** START RECORDS PROVIDED **
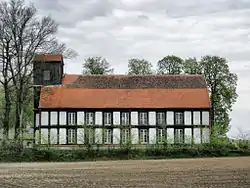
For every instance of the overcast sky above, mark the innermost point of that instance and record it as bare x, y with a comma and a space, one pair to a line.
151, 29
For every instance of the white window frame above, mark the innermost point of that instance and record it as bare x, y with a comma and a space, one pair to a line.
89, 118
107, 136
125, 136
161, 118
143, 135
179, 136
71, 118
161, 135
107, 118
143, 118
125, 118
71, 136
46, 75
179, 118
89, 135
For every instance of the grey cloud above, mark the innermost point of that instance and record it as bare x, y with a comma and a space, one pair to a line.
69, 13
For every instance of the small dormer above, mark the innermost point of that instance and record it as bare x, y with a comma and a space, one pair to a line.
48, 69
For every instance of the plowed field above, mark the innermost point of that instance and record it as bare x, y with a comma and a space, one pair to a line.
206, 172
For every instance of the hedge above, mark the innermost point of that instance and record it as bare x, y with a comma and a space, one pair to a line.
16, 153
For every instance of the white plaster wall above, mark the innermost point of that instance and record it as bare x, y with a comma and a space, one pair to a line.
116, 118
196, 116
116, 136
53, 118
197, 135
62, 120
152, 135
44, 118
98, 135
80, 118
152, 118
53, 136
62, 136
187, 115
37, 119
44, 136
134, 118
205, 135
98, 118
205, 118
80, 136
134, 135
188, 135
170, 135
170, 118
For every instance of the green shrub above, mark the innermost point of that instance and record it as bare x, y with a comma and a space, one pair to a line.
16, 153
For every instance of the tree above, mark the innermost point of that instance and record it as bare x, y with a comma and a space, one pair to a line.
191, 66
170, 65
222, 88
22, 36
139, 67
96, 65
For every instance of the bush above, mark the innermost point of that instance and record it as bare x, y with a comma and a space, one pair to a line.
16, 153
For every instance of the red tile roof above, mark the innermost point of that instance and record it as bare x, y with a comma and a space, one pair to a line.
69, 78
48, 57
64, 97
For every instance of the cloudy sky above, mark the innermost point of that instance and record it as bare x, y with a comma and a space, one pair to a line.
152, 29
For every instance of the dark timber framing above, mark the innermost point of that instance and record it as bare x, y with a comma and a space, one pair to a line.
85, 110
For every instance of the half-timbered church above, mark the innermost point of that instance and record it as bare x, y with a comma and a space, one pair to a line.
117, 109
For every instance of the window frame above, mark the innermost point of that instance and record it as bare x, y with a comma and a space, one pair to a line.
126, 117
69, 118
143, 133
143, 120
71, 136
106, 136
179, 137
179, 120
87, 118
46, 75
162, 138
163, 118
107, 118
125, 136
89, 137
** END RECORDS PROVIDED **
** START RECORDS PROVIDED **
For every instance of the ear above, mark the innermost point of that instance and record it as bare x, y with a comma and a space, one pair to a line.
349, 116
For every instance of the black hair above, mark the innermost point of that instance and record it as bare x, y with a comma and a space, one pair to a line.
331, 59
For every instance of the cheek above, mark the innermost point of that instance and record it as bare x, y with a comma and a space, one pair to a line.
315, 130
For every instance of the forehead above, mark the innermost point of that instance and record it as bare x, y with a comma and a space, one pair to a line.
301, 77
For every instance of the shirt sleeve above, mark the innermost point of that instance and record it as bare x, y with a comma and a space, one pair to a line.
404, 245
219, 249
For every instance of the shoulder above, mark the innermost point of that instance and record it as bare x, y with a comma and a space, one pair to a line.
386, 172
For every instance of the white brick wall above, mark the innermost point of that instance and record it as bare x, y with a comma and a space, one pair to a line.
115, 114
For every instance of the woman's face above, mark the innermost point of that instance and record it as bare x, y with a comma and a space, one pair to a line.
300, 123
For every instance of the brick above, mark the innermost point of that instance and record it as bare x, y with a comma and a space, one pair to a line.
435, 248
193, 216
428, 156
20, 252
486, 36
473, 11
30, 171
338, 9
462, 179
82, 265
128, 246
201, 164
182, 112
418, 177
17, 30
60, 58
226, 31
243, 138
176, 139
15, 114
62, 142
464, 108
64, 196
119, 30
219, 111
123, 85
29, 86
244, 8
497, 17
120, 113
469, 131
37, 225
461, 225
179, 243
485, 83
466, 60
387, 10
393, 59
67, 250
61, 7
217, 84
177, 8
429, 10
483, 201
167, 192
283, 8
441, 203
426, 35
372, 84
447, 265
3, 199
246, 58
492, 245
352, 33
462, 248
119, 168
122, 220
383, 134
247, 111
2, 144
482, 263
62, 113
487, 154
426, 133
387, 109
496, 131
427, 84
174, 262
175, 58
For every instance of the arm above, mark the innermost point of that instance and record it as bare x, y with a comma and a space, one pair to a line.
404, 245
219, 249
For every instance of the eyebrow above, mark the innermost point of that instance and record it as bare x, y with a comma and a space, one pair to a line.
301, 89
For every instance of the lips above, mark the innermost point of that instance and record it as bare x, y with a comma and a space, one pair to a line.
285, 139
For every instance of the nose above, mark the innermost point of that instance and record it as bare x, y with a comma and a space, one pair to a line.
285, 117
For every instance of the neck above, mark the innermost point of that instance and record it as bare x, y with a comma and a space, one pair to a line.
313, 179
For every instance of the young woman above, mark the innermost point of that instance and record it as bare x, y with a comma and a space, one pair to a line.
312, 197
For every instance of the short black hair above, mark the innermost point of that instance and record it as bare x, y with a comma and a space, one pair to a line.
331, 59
** END RECORDS PROVIDED **
◆ WRITTEN PROBLEM
Tally the lines in the material that contain the word "white", with uppercase and lowercase treated as different. Reply with the number alone.

◆ RESULT FOR THIS TASK
3